_WHAT IS NEEDED_
Every record below is to be copied exactly, with its images omitted.
** Opening RECORDS TO USE block **
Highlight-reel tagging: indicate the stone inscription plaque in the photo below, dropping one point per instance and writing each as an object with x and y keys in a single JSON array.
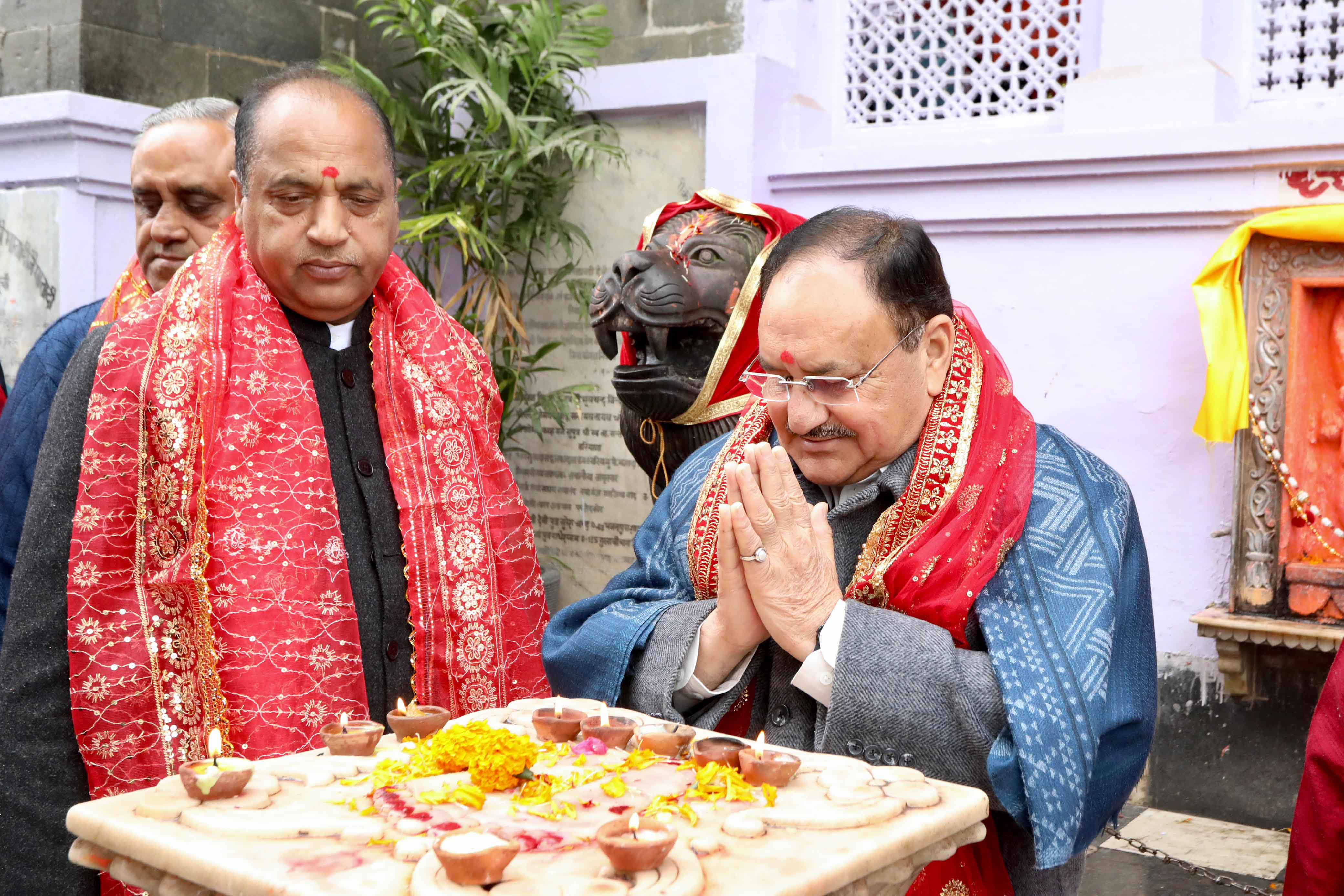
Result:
[
  {"x": 586, "y": 495},
  {"x": 30, "y": 252}
]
** Closing RECORDS TO USE block **
_EXERCISE SOLUTION_
Highlight-reel tagging: indicate the stone inscription plaque in the photo below, dropping one point per instance and writing each as an object with x and y keys in a single JSON array.
Result:
[
  {"x": 586, "y": 495},
  {"x": 30, "y": 252}
]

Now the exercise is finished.